Turn the data between the lines holding "of the mountain" and "(885, 1191)", inclusive, into a two-column CSV with the header instruction,response. Give one row for each instruction with its full response, put each field in quotes, and replace line breaks with spaces.

++++++++

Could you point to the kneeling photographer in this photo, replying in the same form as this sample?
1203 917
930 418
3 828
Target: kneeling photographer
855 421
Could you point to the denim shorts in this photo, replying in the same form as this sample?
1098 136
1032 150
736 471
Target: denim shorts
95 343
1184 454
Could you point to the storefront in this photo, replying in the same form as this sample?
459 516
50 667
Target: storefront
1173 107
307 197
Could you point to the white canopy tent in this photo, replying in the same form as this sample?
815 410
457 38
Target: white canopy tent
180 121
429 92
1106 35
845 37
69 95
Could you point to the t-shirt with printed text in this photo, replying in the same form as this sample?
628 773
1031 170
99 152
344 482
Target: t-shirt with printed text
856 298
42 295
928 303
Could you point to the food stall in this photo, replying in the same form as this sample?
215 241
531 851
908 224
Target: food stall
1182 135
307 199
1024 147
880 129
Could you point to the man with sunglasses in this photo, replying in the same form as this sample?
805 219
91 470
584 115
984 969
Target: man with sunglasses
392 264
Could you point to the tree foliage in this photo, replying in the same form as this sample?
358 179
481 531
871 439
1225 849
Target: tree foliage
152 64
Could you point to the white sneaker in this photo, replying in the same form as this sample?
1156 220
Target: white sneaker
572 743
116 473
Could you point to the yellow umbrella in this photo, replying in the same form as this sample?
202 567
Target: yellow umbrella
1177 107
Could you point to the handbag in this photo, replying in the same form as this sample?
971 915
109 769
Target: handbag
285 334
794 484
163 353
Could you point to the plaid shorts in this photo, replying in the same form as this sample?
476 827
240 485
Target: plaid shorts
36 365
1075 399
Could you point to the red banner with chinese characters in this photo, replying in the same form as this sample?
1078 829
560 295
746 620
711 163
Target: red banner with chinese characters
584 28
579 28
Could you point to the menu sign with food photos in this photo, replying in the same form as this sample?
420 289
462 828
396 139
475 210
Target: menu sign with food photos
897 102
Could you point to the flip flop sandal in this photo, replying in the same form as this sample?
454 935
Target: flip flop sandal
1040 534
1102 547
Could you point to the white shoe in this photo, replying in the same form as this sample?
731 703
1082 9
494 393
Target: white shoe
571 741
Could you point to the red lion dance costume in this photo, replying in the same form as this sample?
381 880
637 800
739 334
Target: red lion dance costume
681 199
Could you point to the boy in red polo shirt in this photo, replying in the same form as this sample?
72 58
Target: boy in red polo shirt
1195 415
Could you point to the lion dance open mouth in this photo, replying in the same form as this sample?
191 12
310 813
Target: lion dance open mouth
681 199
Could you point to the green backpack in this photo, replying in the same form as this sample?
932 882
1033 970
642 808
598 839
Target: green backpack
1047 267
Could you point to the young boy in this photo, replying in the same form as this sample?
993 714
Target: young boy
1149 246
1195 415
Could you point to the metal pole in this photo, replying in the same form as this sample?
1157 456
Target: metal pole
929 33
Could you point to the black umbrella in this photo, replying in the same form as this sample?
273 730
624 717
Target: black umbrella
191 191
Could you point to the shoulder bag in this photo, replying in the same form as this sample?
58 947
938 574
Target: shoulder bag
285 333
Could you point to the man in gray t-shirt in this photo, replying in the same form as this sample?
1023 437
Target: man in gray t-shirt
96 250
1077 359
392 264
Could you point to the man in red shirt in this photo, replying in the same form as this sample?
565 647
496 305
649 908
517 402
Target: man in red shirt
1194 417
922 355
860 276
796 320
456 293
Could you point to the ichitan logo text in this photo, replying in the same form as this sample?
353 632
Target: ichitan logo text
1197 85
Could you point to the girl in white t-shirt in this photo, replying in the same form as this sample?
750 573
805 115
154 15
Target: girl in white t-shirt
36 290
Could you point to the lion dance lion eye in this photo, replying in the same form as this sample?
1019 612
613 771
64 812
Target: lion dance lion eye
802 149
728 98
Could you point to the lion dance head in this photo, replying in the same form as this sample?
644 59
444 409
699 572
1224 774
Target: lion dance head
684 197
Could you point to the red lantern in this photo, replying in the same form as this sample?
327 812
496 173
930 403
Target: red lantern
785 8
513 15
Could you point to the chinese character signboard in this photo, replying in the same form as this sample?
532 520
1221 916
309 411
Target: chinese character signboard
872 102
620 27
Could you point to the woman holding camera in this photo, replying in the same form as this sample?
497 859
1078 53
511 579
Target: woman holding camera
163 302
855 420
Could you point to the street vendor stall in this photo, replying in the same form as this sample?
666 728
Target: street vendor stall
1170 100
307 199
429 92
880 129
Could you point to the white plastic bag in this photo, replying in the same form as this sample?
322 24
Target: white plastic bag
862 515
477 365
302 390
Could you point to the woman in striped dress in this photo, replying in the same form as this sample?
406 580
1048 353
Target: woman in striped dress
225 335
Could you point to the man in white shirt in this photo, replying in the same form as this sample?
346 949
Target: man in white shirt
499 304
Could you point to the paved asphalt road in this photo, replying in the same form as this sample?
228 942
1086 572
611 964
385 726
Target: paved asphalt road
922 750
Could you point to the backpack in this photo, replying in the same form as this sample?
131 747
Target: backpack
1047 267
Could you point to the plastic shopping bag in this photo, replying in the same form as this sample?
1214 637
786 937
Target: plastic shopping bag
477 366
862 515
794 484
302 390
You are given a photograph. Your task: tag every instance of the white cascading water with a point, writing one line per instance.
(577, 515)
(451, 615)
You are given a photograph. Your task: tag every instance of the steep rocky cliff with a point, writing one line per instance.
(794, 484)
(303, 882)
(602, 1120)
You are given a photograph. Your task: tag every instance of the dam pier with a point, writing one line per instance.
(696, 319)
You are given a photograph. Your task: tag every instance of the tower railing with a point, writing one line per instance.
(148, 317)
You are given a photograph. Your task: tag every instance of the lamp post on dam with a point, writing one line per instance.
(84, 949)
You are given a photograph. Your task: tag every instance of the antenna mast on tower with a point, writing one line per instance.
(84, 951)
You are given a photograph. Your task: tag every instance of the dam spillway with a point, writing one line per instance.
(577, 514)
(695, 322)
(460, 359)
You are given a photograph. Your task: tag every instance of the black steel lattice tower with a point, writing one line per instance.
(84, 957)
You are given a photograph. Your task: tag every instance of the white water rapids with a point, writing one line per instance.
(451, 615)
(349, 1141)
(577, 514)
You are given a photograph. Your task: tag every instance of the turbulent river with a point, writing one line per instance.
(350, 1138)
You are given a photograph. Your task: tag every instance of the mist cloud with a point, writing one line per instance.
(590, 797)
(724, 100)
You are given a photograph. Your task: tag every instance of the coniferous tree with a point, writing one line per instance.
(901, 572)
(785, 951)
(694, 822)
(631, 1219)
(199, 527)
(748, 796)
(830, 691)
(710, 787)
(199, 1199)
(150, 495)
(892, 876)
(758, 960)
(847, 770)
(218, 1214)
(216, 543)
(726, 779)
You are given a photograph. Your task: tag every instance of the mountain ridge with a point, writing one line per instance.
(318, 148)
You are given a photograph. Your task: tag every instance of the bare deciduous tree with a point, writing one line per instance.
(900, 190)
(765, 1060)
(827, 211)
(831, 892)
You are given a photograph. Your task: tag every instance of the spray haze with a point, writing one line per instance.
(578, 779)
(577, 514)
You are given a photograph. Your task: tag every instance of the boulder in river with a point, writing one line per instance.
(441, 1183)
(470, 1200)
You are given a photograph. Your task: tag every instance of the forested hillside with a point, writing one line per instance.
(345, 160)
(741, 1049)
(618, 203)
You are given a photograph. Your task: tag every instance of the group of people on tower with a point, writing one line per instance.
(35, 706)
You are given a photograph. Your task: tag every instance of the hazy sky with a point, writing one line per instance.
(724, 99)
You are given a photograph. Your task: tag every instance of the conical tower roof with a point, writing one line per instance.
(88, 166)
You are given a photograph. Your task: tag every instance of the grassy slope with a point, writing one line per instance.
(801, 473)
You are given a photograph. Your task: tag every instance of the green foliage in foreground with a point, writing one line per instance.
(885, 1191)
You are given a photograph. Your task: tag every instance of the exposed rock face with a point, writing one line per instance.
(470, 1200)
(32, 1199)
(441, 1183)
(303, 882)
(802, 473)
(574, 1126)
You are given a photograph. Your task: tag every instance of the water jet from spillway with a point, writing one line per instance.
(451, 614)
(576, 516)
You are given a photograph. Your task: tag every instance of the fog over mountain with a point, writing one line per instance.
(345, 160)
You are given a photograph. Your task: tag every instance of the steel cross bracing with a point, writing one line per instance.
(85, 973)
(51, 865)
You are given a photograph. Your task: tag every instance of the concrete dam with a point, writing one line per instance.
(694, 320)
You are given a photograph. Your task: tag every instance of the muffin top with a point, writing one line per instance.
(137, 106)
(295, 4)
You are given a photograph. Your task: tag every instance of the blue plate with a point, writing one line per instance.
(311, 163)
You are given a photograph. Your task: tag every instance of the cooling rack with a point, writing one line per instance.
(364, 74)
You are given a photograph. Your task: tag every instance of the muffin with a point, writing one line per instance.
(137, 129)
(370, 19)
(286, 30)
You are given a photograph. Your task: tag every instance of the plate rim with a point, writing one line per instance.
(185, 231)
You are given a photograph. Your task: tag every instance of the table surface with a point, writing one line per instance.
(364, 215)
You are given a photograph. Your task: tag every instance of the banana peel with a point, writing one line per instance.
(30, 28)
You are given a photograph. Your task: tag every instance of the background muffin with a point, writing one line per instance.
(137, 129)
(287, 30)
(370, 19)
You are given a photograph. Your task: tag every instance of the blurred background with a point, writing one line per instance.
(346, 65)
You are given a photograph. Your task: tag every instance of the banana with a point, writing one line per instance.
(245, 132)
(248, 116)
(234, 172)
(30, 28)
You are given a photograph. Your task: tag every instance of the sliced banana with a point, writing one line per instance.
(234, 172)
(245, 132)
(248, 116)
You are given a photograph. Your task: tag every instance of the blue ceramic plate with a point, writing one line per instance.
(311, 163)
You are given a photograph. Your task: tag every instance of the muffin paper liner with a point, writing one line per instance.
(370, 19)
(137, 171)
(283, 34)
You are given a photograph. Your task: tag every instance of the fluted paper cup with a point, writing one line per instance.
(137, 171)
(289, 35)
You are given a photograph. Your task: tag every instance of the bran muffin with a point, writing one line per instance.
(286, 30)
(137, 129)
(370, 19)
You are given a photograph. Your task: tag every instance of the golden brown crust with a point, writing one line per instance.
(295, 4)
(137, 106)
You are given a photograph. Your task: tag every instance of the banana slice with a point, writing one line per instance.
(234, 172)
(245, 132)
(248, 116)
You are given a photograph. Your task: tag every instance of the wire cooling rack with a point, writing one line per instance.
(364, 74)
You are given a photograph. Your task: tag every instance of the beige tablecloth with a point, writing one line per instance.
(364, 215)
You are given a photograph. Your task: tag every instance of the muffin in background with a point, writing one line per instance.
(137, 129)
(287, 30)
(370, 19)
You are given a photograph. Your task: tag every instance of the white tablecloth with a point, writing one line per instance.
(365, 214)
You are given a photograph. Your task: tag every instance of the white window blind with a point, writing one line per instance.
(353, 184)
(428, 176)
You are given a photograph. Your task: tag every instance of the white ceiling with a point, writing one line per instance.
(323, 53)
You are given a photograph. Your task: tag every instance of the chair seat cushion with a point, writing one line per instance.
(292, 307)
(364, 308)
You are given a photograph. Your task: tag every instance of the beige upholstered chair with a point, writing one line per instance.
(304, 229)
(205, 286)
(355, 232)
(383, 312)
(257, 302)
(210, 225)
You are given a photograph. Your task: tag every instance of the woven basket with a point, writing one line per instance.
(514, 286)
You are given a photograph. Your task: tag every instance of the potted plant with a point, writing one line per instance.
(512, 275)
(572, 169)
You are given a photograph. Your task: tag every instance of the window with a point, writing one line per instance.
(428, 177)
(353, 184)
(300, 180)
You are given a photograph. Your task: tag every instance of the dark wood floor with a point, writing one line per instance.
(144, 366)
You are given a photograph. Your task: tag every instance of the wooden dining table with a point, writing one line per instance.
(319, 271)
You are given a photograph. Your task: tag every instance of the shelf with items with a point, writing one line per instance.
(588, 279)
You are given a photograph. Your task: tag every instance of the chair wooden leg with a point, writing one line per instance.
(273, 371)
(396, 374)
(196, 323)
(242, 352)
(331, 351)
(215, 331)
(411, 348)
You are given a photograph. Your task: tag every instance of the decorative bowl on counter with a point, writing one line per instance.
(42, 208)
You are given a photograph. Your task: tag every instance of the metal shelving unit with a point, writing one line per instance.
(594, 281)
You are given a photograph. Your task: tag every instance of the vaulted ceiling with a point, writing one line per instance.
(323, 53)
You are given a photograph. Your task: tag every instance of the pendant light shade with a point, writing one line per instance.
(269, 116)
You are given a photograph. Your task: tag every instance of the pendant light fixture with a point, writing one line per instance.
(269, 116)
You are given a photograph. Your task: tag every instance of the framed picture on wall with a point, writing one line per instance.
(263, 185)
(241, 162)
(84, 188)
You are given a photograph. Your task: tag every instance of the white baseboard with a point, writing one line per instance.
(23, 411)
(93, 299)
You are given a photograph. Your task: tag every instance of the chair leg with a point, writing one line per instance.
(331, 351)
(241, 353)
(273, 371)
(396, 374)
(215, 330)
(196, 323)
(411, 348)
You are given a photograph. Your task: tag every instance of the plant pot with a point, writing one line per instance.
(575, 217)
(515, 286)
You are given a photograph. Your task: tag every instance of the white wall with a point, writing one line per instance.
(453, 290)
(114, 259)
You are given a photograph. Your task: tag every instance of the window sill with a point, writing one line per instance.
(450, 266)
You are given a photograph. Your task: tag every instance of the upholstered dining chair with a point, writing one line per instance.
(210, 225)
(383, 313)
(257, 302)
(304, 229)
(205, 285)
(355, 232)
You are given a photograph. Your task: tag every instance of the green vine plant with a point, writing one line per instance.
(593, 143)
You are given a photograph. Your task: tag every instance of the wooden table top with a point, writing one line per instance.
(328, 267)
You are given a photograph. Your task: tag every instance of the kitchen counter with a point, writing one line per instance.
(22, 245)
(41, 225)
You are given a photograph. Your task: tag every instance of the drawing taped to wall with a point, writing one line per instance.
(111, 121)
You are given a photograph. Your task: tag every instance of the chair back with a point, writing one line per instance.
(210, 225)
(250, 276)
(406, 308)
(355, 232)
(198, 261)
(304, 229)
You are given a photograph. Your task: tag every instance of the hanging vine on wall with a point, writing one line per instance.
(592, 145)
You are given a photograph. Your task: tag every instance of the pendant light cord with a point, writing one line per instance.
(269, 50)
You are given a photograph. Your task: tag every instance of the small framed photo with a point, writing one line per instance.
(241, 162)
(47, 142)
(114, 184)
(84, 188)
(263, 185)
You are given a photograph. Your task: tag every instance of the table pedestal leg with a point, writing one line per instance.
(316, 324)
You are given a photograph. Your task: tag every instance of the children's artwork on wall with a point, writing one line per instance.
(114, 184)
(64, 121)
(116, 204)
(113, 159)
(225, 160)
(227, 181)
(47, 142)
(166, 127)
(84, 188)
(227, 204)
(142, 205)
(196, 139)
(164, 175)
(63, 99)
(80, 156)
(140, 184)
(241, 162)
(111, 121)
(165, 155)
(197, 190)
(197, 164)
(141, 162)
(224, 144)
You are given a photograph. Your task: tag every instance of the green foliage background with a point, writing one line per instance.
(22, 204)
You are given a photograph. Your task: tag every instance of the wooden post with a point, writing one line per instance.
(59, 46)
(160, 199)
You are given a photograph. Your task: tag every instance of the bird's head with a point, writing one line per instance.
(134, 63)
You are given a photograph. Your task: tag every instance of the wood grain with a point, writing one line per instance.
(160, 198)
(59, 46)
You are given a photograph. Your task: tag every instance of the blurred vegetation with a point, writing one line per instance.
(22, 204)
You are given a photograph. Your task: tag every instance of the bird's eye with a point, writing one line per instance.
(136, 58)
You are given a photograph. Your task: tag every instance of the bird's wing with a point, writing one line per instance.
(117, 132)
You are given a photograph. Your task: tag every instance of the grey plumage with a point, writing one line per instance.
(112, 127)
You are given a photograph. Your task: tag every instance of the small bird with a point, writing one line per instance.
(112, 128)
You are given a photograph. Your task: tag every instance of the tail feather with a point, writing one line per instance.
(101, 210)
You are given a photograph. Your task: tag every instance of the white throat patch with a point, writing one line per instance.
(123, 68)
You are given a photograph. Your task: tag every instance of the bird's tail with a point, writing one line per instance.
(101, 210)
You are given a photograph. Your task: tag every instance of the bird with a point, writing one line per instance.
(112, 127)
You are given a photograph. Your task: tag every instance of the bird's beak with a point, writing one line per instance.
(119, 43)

++++++++

• _OUTPUT BELOW_
instruction,response
"You are given a photograph. Your task: tag every instance of the mountain ridge with a point, writing one line per instance.","(318, 148)"
"You are given a photograph. Your task: tag every instance of the bare deciduous tree with a point, writing one line per instance.","(900, 190) (765, 1060) (827, 211) (831, 892)"
"You are given a photograph. Your task: tag every instance of the spray haze with a point, writing one line per instance.","(578, 779) (577, 514)"
"You are given a photograph. Your task: tag every instance of the boulder in river with a point, writing one line per instance.","(441, 1183) (470, 1200)"
"You are given a photograph. Your task: tag every instance of the forested hillside with a point, writing one line per instance.","(345, 160) (741, 1049) (618, 203)"
"You are given a photograph. Your task: tag every instance of the group of people on tower with a point, writing one line per instance.","(35, 706)"
"You are given a photograph. Your task: tag every instance of the hazy sky with a point, writing one line per instance.","(724, 99)"
"You are given a photograph. Your task: tag every instance of the conical tower roof with a point, writing one line per instance.","(88, 166)"
"You are given a photograph. Your task: tag every instance of the grassy slope with a point, writing one line per instance.","(801, 473)"
"You are given a photograph. Your task: tag every instance of the green foliage in foreground with a point, writing one line per instance.","(885, 1191)"